- _Material for this task_

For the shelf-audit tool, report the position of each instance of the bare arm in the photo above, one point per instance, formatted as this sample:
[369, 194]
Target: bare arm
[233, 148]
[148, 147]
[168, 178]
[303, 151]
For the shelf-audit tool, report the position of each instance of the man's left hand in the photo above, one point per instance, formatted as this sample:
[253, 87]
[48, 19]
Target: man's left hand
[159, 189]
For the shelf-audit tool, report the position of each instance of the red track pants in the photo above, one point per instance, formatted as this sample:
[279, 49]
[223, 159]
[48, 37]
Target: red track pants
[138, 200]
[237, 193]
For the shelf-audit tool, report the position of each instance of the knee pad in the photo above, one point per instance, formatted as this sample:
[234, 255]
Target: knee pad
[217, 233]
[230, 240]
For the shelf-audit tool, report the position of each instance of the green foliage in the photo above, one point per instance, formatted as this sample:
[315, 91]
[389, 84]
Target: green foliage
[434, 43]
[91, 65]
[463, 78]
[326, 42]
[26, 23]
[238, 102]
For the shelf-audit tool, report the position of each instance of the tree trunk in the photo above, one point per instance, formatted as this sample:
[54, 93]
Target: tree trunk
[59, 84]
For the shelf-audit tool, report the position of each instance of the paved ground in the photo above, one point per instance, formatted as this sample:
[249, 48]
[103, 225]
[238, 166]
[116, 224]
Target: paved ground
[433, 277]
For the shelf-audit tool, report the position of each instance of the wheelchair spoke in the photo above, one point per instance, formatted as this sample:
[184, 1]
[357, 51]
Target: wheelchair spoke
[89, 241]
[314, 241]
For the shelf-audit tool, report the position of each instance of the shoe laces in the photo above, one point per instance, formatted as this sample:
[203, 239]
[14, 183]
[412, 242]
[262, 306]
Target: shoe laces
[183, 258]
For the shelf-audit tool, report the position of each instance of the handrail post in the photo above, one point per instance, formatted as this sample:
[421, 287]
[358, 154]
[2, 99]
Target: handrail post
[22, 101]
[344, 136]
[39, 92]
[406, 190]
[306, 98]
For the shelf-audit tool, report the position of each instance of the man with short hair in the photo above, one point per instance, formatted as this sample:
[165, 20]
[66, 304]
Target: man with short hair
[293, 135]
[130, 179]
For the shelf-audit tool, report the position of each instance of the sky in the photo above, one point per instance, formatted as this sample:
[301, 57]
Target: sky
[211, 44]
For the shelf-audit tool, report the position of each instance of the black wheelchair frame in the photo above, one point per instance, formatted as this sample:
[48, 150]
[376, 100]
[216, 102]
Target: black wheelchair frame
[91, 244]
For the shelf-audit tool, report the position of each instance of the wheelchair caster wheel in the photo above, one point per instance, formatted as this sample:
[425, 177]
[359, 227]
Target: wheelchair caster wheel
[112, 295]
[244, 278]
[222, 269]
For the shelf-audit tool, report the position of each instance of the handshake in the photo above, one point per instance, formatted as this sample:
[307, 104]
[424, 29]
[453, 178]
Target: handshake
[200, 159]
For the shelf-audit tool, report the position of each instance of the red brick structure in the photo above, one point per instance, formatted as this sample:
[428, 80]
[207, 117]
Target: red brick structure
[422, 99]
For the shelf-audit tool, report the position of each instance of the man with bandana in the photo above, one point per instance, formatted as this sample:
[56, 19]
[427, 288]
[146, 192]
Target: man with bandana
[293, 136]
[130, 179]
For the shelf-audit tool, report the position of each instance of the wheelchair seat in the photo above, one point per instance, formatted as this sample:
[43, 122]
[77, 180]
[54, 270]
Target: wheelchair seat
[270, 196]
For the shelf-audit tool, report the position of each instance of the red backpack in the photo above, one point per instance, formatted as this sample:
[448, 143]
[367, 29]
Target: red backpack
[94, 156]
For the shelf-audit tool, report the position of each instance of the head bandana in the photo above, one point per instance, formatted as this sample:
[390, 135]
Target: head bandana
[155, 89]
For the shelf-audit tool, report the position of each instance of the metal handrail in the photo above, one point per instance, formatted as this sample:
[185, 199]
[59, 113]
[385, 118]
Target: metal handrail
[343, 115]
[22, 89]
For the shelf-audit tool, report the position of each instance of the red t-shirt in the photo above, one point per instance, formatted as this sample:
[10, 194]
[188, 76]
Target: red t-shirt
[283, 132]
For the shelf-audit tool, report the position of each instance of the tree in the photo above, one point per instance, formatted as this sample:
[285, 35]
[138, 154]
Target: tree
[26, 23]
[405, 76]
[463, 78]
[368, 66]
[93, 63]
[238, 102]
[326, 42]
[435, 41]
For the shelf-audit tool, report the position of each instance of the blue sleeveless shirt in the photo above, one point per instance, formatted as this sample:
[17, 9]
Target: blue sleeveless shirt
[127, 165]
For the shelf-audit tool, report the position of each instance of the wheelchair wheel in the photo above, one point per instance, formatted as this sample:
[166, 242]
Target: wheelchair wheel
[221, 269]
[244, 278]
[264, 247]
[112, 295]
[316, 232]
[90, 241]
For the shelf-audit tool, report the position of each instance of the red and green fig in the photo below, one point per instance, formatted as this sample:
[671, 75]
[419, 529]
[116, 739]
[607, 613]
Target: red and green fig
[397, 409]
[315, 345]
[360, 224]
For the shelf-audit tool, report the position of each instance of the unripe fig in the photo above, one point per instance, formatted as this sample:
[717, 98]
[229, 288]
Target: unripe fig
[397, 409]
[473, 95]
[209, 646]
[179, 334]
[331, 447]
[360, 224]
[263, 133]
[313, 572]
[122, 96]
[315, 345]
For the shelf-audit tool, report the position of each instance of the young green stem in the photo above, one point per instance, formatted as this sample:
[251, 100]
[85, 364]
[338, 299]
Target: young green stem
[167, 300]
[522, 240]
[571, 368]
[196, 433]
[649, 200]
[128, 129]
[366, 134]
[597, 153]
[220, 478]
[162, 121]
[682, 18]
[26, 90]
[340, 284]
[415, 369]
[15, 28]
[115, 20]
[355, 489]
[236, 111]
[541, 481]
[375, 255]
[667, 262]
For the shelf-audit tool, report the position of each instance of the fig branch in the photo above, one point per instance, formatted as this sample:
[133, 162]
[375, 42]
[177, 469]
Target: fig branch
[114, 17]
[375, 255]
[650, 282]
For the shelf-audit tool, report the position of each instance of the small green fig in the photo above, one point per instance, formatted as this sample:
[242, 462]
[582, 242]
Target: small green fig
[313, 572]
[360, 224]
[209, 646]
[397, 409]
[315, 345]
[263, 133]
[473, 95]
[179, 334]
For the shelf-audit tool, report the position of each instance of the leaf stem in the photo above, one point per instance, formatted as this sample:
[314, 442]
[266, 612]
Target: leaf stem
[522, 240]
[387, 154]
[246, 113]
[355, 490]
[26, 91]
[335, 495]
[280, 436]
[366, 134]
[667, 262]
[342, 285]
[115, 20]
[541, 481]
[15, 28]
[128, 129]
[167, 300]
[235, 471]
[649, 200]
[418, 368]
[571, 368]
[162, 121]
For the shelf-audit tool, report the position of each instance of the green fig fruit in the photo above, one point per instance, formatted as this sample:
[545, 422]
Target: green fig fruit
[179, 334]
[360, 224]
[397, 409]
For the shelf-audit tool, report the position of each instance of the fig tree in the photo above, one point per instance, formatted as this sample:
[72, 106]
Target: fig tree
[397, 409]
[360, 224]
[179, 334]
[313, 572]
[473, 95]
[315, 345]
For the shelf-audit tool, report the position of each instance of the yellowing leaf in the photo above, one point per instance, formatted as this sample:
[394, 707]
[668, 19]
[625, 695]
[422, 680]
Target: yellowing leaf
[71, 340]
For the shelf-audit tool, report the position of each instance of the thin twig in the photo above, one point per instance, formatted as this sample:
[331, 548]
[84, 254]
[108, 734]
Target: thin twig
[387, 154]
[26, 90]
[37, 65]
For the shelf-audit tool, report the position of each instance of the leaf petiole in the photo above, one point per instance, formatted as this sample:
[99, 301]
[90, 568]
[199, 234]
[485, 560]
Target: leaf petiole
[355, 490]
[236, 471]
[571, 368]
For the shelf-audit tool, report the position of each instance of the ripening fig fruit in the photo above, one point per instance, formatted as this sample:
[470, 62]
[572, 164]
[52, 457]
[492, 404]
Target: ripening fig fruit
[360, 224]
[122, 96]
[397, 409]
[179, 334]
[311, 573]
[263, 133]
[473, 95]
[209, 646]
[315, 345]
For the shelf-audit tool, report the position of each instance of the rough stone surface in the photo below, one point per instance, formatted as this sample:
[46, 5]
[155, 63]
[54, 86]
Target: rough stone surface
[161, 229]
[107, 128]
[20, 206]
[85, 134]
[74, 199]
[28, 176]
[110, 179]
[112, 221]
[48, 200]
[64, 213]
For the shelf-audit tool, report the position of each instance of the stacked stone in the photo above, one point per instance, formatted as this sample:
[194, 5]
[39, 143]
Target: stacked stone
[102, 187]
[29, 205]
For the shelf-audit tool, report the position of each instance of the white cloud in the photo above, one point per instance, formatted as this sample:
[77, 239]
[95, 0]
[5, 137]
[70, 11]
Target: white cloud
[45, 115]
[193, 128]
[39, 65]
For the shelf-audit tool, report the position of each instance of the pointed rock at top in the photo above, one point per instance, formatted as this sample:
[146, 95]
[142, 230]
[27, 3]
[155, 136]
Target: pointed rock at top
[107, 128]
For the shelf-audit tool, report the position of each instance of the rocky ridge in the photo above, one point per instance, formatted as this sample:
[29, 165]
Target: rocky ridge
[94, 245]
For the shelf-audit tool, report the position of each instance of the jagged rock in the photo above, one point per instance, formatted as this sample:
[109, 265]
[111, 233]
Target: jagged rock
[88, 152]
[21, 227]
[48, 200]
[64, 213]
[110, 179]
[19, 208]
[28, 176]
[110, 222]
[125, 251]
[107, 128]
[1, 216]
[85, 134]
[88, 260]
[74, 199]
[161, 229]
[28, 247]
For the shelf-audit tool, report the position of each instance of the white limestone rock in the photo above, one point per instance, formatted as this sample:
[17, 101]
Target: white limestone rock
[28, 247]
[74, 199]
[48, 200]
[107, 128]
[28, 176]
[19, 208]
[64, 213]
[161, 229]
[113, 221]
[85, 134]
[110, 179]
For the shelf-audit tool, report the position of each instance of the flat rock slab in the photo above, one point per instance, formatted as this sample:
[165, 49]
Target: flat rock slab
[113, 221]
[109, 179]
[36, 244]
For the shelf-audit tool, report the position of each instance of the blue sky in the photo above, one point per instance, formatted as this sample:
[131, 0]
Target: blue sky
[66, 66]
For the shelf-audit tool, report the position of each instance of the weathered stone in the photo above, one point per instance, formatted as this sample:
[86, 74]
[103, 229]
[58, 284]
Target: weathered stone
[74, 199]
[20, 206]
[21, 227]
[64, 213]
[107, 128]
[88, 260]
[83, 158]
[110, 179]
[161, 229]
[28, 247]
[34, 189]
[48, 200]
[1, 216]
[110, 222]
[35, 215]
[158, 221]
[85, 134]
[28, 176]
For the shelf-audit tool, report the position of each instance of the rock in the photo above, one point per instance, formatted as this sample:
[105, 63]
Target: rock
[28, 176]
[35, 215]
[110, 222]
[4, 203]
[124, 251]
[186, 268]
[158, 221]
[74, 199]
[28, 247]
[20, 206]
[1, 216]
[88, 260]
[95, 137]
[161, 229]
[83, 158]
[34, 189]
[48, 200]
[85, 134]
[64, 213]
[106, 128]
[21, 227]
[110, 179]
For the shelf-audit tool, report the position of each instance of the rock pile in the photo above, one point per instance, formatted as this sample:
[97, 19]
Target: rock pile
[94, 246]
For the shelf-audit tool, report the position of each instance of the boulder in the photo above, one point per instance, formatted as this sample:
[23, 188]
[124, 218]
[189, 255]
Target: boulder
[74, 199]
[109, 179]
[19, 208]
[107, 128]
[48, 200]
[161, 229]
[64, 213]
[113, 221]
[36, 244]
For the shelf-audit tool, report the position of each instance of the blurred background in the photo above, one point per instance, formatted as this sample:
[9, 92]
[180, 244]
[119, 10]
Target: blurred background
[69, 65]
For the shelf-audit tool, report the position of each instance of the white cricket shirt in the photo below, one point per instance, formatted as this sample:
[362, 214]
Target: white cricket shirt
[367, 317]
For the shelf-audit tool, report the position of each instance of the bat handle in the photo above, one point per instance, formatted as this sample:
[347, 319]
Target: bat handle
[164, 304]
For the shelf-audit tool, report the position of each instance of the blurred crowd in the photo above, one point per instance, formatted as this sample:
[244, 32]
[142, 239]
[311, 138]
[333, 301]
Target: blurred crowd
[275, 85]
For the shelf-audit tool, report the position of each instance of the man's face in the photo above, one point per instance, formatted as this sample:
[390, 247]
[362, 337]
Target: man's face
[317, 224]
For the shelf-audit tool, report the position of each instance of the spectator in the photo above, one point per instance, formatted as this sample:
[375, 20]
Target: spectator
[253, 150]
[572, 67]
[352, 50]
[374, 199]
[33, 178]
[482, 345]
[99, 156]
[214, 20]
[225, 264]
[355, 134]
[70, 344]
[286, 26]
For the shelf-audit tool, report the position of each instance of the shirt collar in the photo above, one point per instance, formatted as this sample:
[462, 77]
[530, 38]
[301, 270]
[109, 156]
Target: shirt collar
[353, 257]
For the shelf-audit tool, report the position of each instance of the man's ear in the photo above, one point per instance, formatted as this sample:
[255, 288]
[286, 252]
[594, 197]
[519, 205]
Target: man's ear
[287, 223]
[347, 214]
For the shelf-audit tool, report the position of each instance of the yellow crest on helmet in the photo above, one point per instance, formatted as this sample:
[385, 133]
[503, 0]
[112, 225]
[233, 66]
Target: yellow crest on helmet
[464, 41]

- _To do_
Using the material above, reproduce exactly the line that contains "the man's face" and all lines after it through the last one, and only those.

- _Result for this task_
For the shelf-audit tool, report the position of each instance of the man's face in the photo above, one point per instance, formatted as this sample:
[390, 247]
[362, 337]
Target: man's face
[317, 224]
For the shelf-audit tool, report the position of each instance of the spectator in the photo above, one point per instance, formatted as this sample:
[375, 20]
Target: spectator
[253, 150]
[572, 67]
[352, 50]
[374, 199]
[33, 178]
[482, 345]
[99, 156]
[214, 20]
[225, 264]
[355, 134]
[70, 344]
[286, 26]
For the shelf-audit tool, report the position of each instance of the shirt collar in the photo above, one point per instance, formatted as this sample:
[462, 77]
[530, 38]
[301, 270]
[109, 156]
Target: shirt collar
[353, 257]
For the shelf-audit tool, report the position of each instance of the man's ear in the photo above, one point per instance, formatted as this sample:
[255, 288]
[286, 252]
[594, 197]
[519, 205]
Target: man's ear
[287, 223]
[347, 214]
For the shelf-audit tool, report the position of each instance of the yellow crest on helmet in the photo above, one point per instance, formatted as this sample:
[385, 133]
[503, 0]
[112, 225]
[233, 66]
Target: yellow crest on helmet
[464, 41]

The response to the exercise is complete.